Task to carry out: Only the pictures should be dropped; every line of the data must come back exactly as written.

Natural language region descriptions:
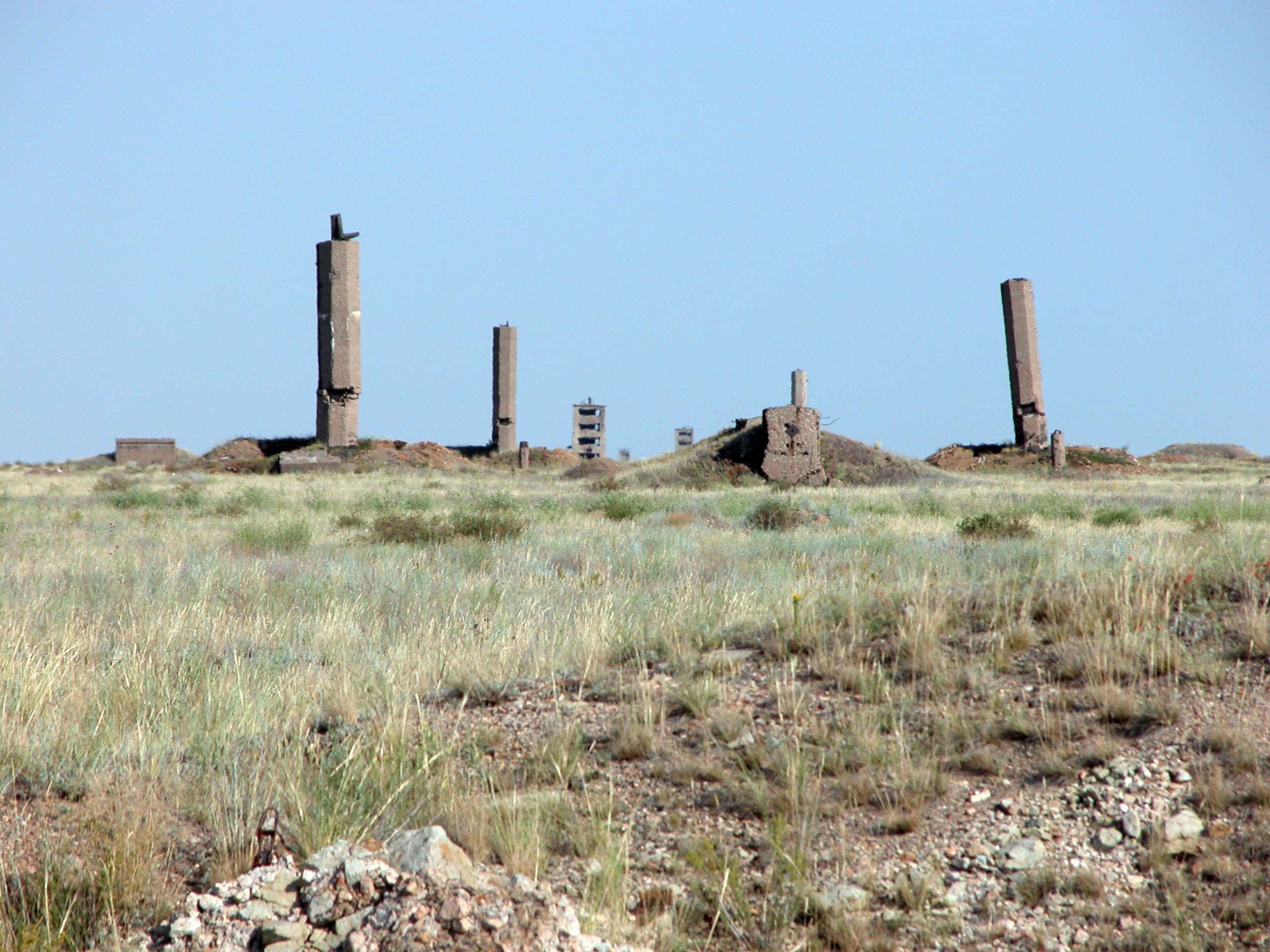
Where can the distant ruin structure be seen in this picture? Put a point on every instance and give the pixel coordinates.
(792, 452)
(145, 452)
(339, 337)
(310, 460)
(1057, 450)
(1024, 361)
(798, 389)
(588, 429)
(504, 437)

Answer to this exercise:
Where can the distant ruin structure be seen in this picture? Put a point on every instance and give the pixel coordinates.
(792, 452)
(145, 452)
(339, 337)
(310, 460)
(1057, 450)
(1024, 361)
(798, 389)
(588, 429)
(504, 437)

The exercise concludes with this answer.